● **WHAT IS BEING ASKED**: Copy all lines below that use the word "locate".

● **RECORDS SUPPLIED**:

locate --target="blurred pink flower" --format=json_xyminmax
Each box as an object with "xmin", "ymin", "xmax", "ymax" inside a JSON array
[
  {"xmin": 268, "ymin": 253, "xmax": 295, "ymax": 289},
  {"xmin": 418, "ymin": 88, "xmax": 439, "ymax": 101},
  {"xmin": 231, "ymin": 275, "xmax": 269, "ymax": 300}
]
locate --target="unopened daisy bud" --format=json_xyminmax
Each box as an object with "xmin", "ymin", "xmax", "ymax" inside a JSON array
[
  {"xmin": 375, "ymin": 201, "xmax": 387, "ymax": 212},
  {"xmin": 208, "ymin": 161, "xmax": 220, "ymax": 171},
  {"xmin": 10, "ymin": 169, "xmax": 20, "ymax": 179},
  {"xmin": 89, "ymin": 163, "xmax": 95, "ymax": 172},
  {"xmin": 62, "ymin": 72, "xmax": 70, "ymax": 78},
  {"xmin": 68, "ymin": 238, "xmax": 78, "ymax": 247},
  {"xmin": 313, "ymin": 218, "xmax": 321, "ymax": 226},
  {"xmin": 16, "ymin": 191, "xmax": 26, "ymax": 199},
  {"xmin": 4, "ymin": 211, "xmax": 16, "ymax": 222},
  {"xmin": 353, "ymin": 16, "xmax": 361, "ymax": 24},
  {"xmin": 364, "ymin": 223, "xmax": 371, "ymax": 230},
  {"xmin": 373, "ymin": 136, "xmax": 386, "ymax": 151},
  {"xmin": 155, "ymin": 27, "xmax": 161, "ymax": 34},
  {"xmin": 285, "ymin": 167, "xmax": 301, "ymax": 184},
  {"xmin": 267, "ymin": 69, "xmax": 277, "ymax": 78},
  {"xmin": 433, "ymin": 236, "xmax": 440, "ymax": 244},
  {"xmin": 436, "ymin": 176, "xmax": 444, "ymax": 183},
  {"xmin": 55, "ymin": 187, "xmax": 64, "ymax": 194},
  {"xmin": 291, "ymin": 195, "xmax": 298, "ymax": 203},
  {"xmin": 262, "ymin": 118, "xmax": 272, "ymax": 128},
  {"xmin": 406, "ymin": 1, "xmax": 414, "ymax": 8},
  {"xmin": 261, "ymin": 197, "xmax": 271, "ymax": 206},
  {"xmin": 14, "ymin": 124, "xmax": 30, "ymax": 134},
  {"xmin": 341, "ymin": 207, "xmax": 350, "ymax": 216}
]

● **TASK SOLUTION**:
locate --target="blurred pink flower" --format=json_xyminmax
locate --target="unopened daisy bud" --format=json_xyminmax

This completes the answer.